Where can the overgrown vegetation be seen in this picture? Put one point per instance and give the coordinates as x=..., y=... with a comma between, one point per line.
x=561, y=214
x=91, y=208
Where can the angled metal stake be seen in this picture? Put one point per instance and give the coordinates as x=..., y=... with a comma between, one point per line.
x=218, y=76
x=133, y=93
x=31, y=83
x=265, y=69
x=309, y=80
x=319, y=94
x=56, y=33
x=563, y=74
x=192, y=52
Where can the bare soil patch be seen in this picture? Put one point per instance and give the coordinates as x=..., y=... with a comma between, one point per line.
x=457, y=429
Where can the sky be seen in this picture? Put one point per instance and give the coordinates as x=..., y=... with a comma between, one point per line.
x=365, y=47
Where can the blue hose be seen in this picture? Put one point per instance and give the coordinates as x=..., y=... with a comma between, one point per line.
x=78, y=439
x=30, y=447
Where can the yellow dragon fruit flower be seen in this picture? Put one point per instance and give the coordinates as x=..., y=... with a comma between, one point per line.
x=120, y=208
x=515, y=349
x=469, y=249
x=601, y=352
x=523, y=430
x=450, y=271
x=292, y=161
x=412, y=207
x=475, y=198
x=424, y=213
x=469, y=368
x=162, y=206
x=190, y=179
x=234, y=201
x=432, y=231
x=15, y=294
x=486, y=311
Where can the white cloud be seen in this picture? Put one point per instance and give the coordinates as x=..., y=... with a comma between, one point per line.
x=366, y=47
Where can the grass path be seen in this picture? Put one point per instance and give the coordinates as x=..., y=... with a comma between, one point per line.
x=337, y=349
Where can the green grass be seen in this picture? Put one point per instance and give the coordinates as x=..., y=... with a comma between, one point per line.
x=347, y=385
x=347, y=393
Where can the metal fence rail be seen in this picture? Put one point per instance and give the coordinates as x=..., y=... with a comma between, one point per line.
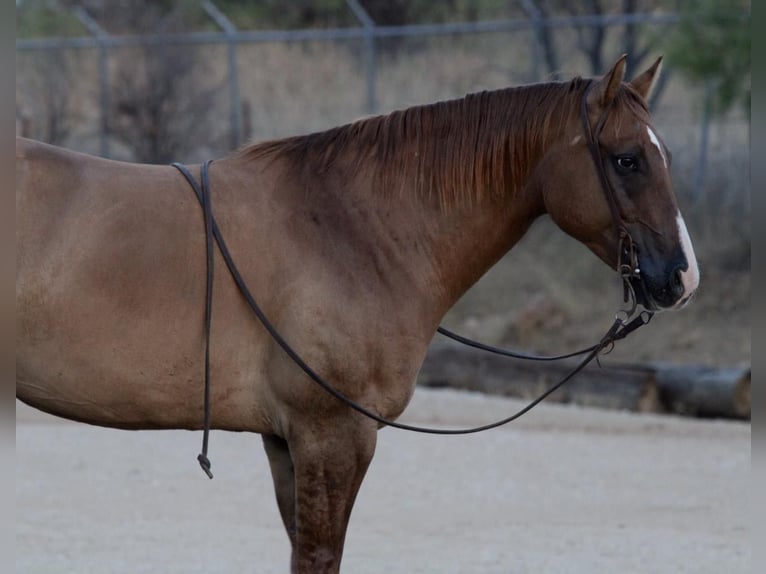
x=368, y=32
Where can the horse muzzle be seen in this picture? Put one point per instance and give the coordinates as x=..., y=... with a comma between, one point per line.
x=668, y=289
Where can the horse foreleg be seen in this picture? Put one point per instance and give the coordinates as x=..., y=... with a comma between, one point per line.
x=283, y=474
x=330, y=462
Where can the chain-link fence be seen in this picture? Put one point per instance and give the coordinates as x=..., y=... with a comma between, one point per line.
x=196, y=95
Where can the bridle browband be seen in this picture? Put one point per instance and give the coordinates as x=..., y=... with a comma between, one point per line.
x=624, y=322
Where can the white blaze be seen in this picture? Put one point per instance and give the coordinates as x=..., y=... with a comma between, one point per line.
x=690, y=277
x=655, y=140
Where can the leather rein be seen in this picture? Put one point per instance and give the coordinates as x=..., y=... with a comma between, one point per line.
x=624, y=323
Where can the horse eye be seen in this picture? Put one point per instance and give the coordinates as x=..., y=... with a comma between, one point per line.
x=626, y=163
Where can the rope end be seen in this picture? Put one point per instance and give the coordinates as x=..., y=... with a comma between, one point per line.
x=204, y=462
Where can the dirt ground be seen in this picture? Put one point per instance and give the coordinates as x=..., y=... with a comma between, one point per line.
x=565, y=489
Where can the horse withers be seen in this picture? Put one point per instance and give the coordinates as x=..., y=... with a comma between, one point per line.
x=356, y=241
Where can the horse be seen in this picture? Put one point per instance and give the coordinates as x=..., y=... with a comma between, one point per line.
x=355, y=240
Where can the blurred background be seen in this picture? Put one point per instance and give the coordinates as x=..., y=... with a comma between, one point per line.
x=187, y=80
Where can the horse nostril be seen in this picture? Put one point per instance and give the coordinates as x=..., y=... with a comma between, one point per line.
x=677, y=281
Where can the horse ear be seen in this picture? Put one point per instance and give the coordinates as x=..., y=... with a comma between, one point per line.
x=644, y=83
x=603, y=93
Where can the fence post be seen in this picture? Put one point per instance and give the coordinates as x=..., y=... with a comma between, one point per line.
x=369, y=54
x=534, y=13
x=103, y=76
x=701, y=165
x=230, y=30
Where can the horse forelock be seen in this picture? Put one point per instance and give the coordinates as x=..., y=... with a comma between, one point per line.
x=459, y=150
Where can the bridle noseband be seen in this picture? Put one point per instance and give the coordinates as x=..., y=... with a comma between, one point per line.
x=624, y=322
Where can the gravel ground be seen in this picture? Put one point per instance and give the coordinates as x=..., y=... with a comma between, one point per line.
x=565, y=489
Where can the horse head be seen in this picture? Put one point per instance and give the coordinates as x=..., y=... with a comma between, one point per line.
x=617, y=197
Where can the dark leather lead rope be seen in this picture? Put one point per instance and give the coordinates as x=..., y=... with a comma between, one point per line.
x=203, y=194
x=513, y=354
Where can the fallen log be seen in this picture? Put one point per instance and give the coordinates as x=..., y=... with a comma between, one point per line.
x=679, y=389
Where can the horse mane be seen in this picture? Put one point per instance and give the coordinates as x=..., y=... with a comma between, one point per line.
x=464, y=149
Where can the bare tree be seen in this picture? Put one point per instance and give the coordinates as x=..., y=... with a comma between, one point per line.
x=159, y=109
x=161, y=95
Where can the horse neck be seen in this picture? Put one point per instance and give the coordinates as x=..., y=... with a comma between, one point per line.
x=474, y=210
x=436, y=194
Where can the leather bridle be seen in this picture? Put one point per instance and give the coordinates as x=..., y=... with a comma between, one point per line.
x=627, y=254
x=624, y=322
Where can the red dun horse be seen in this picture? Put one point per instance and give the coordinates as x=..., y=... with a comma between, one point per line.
x=355, y=241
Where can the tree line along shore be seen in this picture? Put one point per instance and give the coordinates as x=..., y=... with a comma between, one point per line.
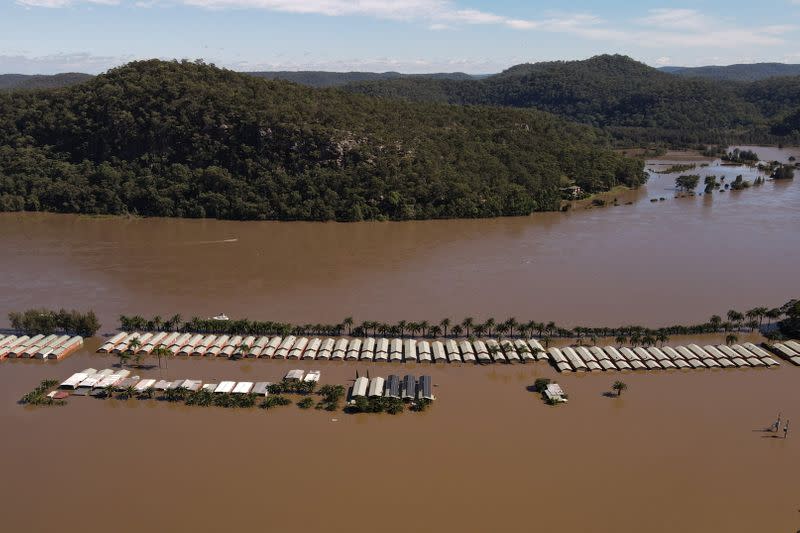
_ _ _ _ _ _ _
**Problem:**
Reproduce word for word the items from the line containing "Where can the blurred" through the line containing "x=677, y=281", including both of those lines.

**Response to this task:**
Where can the blurred background be seen in this picture? Put one point per instance and give the coordinates as x=..., y=... with a comma between, one point per line.
x=187, y=80
Where can the horse nostril be seen in this picture? Put one point per instance and give the coordinates as x=..., y=... with a comma between, one point per line.
x=677, y=281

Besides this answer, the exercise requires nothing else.